* Instrucción de trabajo 1: Extraiga de forma literal, del fragmento proporcionado, el pasaje que se abre con las palabras que contienen "Coda: desaparezca aquí" y se cierra con "oscuro. Desaparezca aquí.".
* Instrucción de trabajo 2: Enumere todos los lugares geográficos que se nombran en el fragmento sobre la película de Aguilera.

* Fragmento proporcionado:
--

Coda: desaparezca aquí
La novela original olvidaba (un lapsus muy significativo) el destino final de Viernes: su última aparición era en el viaje por Europa rumbo a Inglaterra, en una cruenta pelea contra un oso salvaje. Aun así, camuflado en una primera persona del singular, podíamos imaginarnos a Viernes junto a su amo paseando por las calles de Londres, ataviado con sus nuevos ropajes de dominado-asimilado. La película de Aguilera invierte no solo esa desaparición final, otorgándole todo el protagonismo de la película a Robinson-Viernes, sino que termina la película con el viaje inverso del Viernes des-asimilado, canival y con el estómago satisfecho por la venganza: un paseo hacia lo oscuro, una imposible vuelta a los orígenes inocentes a los que nunca podrá volver. Y cuando es imposible volver a casa, ¿qué nos queda? El placer de la nada, el dulce camino a lo oscuro. Desaparezca aquí.
* La película se puede adquirir en Cameo.
[1] Losilla, Carlos, “Por el valle de las sombras”. Cahiers du Cinéma-España. Junio 2011, p. 26.

--

* Datos proporcionados:
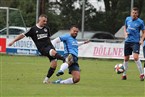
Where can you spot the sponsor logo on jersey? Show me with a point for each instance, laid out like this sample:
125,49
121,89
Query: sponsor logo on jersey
40,36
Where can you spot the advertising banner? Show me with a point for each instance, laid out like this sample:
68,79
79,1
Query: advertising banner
3,45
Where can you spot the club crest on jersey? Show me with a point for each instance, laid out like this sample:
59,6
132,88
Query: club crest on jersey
45,30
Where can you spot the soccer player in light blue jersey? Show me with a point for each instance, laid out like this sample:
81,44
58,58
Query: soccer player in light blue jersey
144,55
133,26
71,54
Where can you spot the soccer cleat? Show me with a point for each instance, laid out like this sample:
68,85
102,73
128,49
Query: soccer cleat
45,81
142,77
124,77
60,72
57,81
69,59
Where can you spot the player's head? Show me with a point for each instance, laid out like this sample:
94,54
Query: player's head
134,13
42,20
74,31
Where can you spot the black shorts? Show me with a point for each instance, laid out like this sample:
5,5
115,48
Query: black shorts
130,47
45,52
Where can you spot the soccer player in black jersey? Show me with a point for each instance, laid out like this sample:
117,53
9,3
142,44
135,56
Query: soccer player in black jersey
40,35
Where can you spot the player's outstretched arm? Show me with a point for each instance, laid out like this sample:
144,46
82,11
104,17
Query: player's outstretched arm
85,42
20,36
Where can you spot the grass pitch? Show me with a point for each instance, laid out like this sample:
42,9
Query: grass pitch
22,76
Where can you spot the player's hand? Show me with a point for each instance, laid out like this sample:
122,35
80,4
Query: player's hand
10,44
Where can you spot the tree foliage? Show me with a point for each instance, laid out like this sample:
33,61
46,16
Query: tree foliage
63,13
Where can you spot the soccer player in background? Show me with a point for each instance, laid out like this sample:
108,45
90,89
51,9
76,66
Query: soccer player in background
70,53
40,35
133,25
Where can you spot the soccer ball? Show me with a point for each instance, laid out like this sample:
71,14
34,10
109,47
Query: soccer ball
119,68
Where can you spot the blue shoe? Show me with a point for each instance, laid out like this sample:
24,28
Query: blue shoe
60,72
57,81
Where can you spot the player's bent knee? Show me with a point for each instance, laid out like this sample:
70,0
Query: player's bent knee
52,52
76,79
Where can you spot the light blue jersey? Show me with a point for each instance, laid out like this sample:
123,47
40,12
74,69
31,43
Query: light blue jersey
133,28
70,44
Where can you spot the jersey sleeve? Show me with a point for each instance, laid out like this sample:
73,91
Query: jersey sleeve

--

* Respuesta 1:
Coda: desaparezca aquí
La novela original olvidaba (un lapsus muy significativo) el destino final de Viernes: su última aparición era en el viaje por Europa rumbo a Inglaterra, en una cruenta pelea contra un oso salvaje. Aun así, camuflado en una primera persona del singular, podíamos imaginarnos a Viernes junto a su amo paseando por las calles de Londres, ataviado con sus nuevos ropajes de dominado-asimilado. La película de Aguilera invierte no solo esa desaparición final, otorgándole todo el protagonismo de la película a Robinson-Viernes, sino que termina la película con el viaje inverso del Viernes des-asimilado, canival y con el estómago satisfecho por la venganza: un paseo hacia lo oscuro, una imposible vuelta a los orígenes inocentes a los que nunca podrá volver. Y cuando es imposible volver a casa, ¿qué nos queda? El placer de la nada, el dulce camino a lo oscuro. Desaparezca aquí.

* Respuesta 2: Europa, Inglaterra y Londres.